┌──

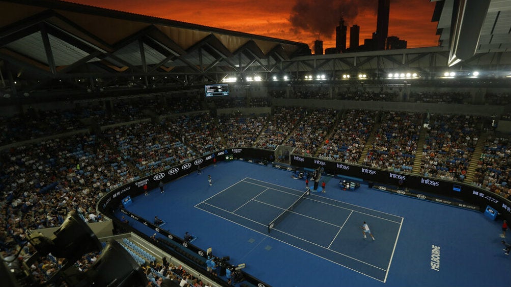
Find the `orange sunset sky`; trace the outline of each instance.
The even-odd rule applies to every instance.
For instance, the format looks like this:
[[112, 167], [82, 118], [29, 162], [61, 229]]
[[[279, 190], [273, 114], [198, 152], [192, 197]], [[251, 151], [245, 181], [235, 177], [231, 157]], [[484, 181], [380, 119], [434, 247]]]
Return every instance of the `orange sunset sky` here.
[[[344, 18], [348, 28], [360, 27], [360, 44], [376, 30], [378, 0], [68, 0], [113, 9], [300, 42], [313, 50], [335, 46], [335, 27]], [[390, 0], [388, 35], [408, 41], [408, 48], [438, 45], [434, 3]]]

└──

-- WHAT THE TASK ASKS --
Express every line of the rows above as a Markdown table with the columns Number and Text, numbering the lines and omitting blank ones. Leave the pictures out.

-- RESPONSE --
| Number | Text |
|---|---|
| 1 | Find the `orange sunset sky`; trace the outline of each instance. |
| 2 | The even-odd rule applies to every instance. |
| 3 | For instance, the format looks like this: |
| 4 | [[112, 167], [82, 118], [29, 162], [61, 229]] |
| 5 | [[[279, 190], [273, 114], [198, 152], [192, 197]], [[251, 151], [245, 181], [235, 177], [231, 157]], [[484, 181], [380, 119], [434, 247]]] |
| 6 | Return every instance of the `orange sunset sky` here. |
| 7 | [[[344, 18], [348, 28], [360, 27], [360, 44], [376, 30], [378, 0], [68, 0], [113, 9], [300, 42], [313, 50], [335, 46], [335, 27]], [[390, 0], [388, 35], [408, 41], [408, 48], [438, 45], [434, 3]]] |